In the listing below, the lines starting with the line with "Spot the curb, then" and going on through the line with "Spot the pink" are to be reproduced exactly, and only those.

» Data listing
···

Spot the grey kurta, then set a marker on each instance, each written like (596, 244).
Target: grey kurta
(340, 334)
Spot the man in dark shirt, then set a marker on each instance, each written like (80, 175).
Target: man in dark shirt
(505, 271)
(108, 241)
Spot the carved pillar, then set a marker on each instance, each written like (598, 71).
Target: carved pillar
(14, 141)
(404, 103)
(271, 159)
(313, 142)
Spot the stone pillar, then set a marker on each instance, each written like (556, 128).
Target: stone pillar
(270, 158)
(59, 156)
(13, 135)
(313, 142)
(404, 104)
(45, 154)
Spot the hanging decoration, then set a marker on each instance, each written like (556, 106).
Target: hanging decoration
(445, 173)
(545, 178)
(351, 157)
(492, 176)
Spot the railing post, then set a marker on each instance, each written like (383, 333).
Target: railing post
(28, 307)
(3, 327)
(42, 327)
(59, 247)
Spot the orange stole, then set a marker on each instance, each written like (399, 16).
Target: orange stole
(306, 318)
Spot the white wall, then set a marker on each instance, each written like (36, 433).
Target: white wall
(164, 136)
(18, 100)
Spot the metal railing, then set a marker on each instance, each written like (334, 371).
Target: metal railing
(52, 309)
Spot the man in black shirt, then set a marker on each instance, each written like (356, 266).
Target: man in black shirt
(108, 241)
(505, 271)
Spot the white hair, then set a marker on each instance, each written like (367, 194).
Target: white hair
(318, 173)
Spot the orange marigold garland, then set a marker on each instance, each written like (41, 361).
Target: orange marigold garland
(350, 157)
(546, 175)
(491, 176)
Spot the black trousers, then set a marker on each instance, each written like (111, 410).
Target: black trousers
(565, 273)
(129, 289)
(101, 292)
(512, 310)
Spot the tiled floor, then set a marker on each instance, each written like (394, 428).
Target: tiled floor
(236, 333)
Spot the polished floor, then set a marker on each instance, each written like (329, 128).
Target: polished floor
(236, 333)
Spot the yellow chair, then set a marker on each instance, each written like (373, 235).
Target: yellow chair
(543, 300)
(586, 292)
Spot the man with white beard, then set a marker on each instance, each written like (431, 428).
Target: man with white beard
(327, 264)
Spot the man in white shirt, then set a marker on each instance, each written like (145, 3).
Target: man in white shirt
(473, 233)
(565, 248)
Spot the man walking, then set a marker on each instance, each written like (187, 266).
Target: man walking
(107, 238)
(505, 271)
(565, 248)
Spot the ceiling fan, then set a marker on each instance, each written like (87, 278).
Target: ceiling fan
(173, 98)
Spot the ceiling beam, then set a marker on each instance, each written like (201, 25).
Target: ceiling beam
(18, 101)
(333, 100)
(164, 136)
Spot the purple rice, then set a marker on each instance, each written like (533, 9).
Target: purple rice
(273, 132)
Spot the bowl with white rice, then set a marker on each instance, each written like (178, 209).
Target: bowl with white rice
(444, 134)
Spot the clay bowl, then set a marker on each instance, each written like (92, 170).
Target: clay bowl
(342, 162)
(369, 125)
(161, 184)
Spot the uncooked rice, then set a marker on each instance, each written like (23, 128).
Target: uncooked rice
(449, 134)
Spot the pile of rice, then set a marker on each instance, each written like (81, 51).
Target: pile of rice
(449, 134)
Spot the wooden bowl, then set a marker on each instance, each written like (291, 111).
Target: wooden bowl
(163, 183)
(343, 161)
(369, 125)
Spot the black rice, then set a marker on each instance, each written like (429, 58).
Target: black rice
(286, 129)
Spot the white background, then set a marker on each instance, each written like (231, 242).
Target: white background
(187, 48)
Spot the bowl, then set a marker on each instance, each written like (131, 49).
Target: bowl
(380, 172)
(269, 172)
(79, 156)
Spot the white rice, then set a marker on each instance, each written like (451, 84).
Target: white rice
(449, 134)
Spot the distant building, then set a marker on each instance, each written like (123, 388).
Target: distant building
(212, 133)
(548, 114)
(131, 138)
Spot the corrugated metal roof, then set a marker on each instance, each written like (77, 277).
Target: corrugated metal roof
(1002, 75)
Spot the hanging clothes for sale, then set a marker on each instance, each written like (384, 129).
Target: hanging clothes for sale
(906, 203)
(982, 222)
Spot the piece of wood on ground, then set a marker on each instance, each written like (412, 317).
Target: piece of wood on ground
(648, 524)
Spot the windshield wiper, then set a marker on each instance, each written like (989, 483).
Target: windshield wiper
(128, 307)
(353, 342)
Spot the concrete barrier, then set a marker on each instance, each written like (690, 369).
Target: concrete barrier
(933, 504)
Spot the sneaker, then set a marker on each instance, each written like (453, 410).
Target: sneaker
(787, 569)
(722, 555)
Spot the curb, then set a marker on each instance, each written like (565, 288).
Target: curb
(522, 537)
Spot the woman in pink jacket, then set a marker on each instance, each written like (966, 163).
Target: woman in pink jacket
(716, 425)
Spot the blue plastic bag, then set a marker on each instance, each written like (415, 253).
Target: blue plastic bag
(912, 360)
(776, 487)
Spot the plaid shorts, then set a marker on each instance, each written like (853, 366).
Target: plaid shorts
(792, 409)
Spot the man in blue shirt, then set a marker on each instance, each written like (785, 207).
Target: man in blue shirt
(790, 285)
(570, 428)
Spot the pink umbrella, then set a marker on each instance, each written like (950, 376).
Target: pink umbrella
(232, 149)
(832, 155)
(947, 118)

···

» Exercise result
Spot the curb, then set a marker on each instance, each written like (565, 288).
Target: curb
(522, 537)
Spot the woman in pink jacket, then set a marker on each instance, each written like (966, 163).
Target: woman in pink jacket
(716, 425)
Spot the blue plastic bag, then set a marker on each instance, each written like (415, 253).
Target: blue plastic bag
(912, 360)
(776, 487)
Spot the plaid shorts, then set a marker on each instance, each written like (853, 366).
Target: plaid shorts
(792, 409)
Spot the man in blue shirt, then set a marker on each instance, each written like (785, 207).
Target: man in blue shirt
(790, 285)
(570, 428)
Spot the pink umbrella, then set a marker on each instance, each written like (950, 376).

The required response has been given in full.